- Free-text object descriptions
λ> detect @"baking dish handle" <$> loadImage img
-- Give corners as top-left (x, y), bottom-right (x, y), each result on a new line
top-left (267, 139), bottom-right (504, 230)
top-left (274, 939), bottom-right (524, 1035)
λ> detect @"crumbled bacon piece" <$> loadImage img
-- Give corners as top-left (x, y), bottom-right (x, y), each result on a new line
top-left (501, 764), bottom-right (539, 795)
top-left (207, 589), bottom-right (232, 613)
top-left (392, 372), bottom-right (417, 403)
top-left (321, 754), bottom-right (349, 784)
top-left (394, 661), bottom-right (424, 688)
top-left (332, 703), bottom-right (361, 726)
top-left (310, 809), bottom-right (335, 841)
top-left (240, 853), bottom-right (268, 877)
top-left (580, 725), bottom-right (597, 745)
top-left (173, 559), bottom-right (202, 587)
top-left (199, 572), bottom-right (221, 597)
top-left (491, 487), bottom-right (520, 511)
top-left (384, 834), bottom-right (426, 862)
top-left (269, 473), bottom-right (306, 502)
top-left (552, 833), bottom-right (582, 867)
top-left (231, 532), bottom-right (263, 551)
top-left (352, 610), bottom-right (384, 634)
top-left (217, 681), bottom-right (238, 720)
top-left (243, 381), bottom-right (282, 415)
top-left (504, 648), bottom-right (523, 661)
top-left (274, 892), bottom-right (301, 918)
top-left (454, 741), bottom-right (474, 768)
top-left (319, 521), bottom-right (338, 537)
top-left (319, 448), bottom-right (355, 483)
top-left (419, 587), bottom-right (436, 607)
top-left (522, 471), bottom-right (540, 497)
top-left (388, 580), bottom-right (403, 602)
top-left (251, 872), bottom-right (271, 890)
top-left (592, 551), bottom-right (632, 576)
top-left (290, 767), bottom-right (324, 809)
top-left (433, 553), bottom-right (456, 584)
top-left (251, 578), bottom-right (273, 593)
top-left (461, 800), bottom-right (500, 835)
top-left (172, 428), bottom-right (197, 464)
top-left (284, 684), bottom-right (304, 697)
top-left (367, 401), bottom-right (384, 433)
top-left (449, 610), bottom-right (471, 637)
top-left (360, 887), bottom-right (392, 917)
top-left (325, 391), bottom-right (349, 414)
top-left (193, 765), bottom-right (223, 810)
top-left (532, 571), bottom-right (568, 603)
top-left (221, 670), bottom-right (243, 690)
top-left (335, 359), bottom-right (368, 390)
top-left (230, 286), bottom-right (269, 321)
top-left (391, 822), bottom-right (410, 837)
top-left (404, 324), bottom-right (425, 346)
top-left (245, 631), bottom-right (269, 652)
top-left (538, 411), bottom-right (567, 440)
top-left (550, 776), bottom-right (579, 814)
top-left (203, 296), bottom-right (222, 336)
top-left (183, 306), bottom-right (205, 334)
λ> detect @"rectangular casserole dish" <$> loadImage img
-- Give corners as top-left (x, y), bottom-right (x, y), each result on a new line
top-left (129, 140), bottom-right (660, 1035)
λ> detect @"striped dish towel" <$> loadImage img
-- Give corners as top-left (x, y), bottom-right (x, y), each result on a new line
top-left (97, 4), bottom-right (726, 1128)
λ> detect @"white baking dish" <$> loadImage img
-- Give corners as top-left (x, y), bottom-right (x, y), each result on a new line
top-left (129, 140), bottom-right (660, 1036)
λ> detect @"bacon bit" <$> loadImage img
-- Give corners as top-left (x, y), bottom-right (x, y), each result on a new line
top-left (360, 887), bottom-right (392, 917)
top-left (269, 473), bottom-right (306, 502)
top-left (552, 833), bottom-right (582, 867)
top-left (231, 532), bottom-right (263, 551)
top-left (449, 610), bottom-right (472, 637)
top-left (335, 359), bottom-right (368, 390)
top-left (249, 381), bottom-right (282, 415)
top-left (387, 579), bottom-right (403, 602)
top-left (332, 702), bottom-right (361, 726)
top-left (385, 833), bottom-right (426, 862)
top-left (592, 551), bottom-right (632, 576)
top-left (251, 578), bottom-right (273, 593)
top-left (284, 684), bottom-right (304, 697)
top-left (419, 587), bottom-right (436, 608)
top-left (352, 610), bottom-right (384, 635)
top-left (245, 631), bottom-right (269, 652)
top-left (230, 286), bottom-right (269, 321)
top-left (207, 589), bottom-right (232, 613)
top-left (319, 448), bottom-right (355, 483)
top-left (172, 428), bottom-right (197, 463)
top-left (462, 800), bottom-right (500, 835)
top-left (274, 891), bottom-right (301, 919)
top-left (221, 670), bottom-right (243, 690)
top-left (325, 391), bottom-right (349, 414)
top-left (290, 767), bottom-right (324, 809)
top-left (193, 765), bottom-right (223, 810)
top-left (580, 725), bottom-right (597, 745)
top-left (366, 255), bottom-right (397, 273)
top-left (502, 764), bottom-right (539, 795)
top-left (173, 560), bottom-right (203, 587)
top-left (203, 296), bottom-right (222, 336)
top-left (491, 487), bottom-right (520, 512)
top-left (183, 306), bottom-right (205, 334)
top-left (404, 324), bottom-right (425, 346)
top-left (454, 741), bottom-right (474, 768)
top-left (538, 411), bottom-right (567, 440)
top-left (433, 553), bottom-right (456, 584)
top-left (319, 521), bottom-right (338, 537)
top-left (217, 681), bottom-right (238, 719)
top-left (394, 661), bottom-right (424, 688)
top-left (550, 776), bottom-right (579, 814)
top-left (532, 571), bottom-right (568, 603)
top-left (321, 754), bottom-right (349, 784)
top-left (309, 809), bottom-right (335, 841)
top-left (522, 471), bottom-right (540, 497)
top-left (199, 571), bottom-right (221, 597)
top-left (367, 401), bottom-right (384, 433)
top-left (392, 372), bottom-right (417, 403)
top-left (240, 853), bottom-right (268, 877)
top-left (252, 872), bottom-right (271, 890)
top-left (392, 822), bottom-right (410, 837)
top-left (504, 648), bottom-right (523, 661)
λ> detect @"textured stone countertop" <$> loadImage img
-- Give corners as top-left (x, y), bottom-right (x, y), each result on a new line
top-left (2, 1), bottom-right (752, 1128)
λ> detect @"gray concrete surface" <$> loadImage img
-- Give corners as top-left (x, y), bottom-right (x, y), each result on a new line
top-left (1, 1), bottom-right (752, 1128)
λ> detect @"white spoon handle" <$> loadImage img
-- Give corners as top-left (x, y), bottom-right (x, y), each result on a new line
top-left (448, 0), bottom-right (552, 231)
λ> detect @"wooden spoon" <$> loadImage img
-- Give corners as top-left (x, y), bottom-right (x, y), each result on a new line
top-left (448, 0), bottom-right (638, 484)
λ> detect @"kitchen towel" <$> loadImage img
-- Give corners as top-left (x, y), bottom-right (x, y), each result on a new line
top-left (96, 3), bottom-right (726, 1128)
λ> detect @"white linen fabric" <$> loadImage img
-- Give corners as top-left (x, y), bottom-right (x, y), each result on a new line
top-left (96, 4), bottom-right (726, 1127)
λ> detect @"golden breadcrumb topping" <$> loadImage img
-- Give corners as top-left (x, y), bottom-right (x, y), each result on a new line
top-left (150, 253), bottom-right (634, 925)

- What needs to be done
Set down the records above once more, exactly as they stand.

- Solved problem
λ> detect @"baking dish handle" <$> loadImage img
-- Give corners as top-left (x, y), bottom-right (x, y), each result on a new line
top-left (267, 139), bottom-right (504, 230)
top-left (274, 939), bottom-right (524, 1035)
λ> detect @"crumbled bacon piece" <$> loadImage img
-- Give corners as top-left (x, y), bottom-right (x, y), each result on a new line
top-left (501, 764), bottom-right (539, 795)
top-left (207, 589), bottom-right (232, 613)
top-left (392, 372), bottom-right (417, 403)
top-left (321, 754), bottom-right (349, 784)
top-left (394, 661), bottom-right (424, 688)
top-left (332, 703), bottom-right (361, 726)
top-left (310, 809), bottom-right (335, 841)
top-left (240, 853), bottom-right (268, 877)
top-left (580, 725), bottom-right (597, 745)
top-left (173, 559), bottom-right (202, 587)
top-left (199, 572), bottom-right (221, 597)
top-left (491, 487), bottom-right (520, 511)
top-left (384, 834), bottom-right (426, 862)
top-left (269, 473), bottom-right (306, 502)
top-left (552, 833), bottom-right (582, 867)
top-left (231, 532), bottom-right (263, 551)
top-left (352, 610), bottom-right (384, 634)
top-left (217, 681), bottom-right (238, 720)
top-left (243, 381), bottom-right (282, 415)
top-left (504, 648), bottom-right (523, 661)
top-left (274, 892), bottom-right (301, 918)
top-left (454, 741), bottom-right (474, 768)
top-left (319, 521), bottom-right (338, 537)
top-left (319, 448), bottom-right (355, 483)
top-left (419, 587), bottom-right (436, 607)
top-left (522, 471), bottom-right (540, 497)
top-left (388, 580), bottom-right (403, 602)
top-left (251, 872), bottom-right (271, 890)
top-left (592, 551), bottom-right (632, 576)
top-left (290, 767), bottom-right (324, 809)
top-left (433, 553), bottom-right (456, 584)
top-left (251, 578), bottom-right (273, 593)
top-left (461, 800), bottom-right (500, 835)
top-left (172, 428), bottom-right (197, 464)
top-left (284, 684), bottom-right (304, 697)
top-left (367, 401), bottom-right (384, 433)
top-left (449, 610), bottom-right (471, 637)
top-left (360, 887), bottom-right (392, 917)
top-left (325, 391), bottom-right (349, 414)
top-left (193, 765), bottom-right (223, 810)
top-left (532, 571), bottom-right (568, 603)
top-left (221, 670), bottom-right (243, 690)
top-left (335, 359), bottom-right (368, 390)
top-left (230, 286), bottom-right (269, 321)
top-left (391, 822), bottom-right (410, 837)
top-left (404, 324), bottom-right (425, 346)
top-left (245, 631), bottom-right (269, 652)
top-left (538, 411), bottom-right (567, 440)
top-left (550, 776), bottom-right (579, 814)
top-left (203, 296), bottom-right (222, 336)
top-left (183, 306), bottom-right (205, 334)
λ> detect @"rectangular casserole dish" <$> loadImage img
-- Give corners as top-left (x, y), bottom-right (x, y), each result on a new line
top-left (129, 140), bottom-right (660, 1035)
λ> detect @"striped dish towel" <$> loadImage img
-- Give corners as top-left (x, y), bottom-right (x, y), each result on a new line
top-left (97, 4), bottom-right (726, 1128)
λ> detect @"white baking dish" <$> loadImage img
-- Give corners as top-left (x, y), bottom-right (x, y), each result on a new line
top-left (129, 140), bottom-right (660, 1036)
λ> detect @"bacon bit" <$> loadImage img
-- Give corners as top-left (x, y), bottom-right (x, y), each result on a new line
top-left (360, 887), bottom-right (392, 917)
top-left (269, 473), bottom-right (306, 502)
top-left (552, 833), bottom-right (582, 867)
top-left (231, 532), bottom-right (263, 551)
top-left (449, 610), bottom-right (472, 637)
top-left (335, 359), bottom-right (368, 390)
top-left (249, 381), bottom-right (282, 415)
top-left (387, 579), bottom-right (403, 602)
top-left (332, 702), bottom-right (361, 726)
top-left (385, 833), bottom-right (426, 862)
top-left (592, 551), bottom-right (632, 576)
top-left (251, 578), bottom-right (273, 593)
top-left (284, 684), bottom-right (304, 697)
top-left (419, 587), bottom-right (436, 608)
top-left (352, 610), bottom-right (384, 635)
top-left (245, 631), bottom-right (269, 652)
top-left (230, 286), bottom-right (269, 321)
top-left (207, 589), bottom-right (232, 613)
top-left (319, 448), bottom-right (355, 483)
top-left (172, 428), bottom-right (197, 463)
top-left (462, 800), bottom-right (500, 835)
top-left (274, 891), bottom-right (301, 919)
top-left (221, 670), bottom-right (243, 690)
top-left (325, 391), bottom-right (349, 414)
top-left (290, 767), bottom-right (324, 809)
top-left (193, 765), bottom-right (223, 810)
top-left (580, 725), bottom-right (597, 745)
top-left (366, 255), bottom-right (397, 273)
top-left (502, 764), bottom-right (539, 795)
top-left (173, 560), bottom-right (203, 587)
top-left (203, 296), bottom-right (222, 336)
top-left (491, 487), bottom-right (520, 512)
top-left (183, 306), bottom-right (205, 334)
top-left (404, 324), bottom-right (425, 346)
top-left (454, 741), bottom-right (474, 768)
top-left (538, 411), bottom-right (567, 440)
top-left (433, 553), bottom-right (456, 584)
top-left (319, 521), bottom-right (338, 537)
top-left (217, 681), bottom-right (238, 719)
top-left (394, 661), bottom-right (424, 688)
top-left (550, 776), bottom-right (579, 814)
top-left (532, 571), bottom-right (568, 603)
top-left (321, 754), bottom-right (349, 784)
top-left (309, 809), bottom-right (335, 841)
top-left (522, 471), bottom-right (540, 497)
top-left (199, 571), bottom-right (221, 597)
top-left (367, 401), bottom-right (384, 433)
top-left (392, 372), bottom-right (417, 403)
top-left (240, 853), bottom-right (268, 877)
top-left (252, 872), bottom-right (271, 890)
top-left (392, 822), bottom-right (410, 837)
top-left (504, 648), bottom-right (523, 661)
λ> detect @"textured stone countertop" <$> loadImage img
-- Give corners as top-left (x, y), bottom-right (x, y), each result on a new line
top-left (2, 1), bottom-right (752, 1128)
λ> detect @"gray concrete surface" <$> loadImage img
-- Give corners as top-left (x, y), bottom-right (x, y), each result on a new line
top-left (1, 1), bottom-right (752, 1128)
λ> detect @"white spoon handle" <$> loadImage img
-- Give corners as top-left (x, y), bottom-right (x, y), each result on a new line
top-left (448, 0), bottom-right (552, 231)
λ> detect @"wooden spoon" <$> loadImage img
-- Give corners as top-left (x, y), bottom-right (x, y), each result on a new line
top-left (448, 0), bottom-right (638, 484)
λ> detect @"kitchen towel" <$> loadImage img
-- Give corners as top-left (x, y), bottom-right (x, y), each result on a new line
top-left (96, 3), bottom-right (726, 1128)
λ> detect @"white linen fabric" <$> loadImage img
-- Give corners as top-left (x, y), bottom-right (x, y), each result on a new line
top-left (96, 4), bottom-right (726, 1127)
λ> detect @"golden breadcrumb topping" <$> loadImage img
-- Give corners as top-left (x, y), bottom-right (x, y), each result on a new line
top-left (150, 253), bottom-right (634, 925)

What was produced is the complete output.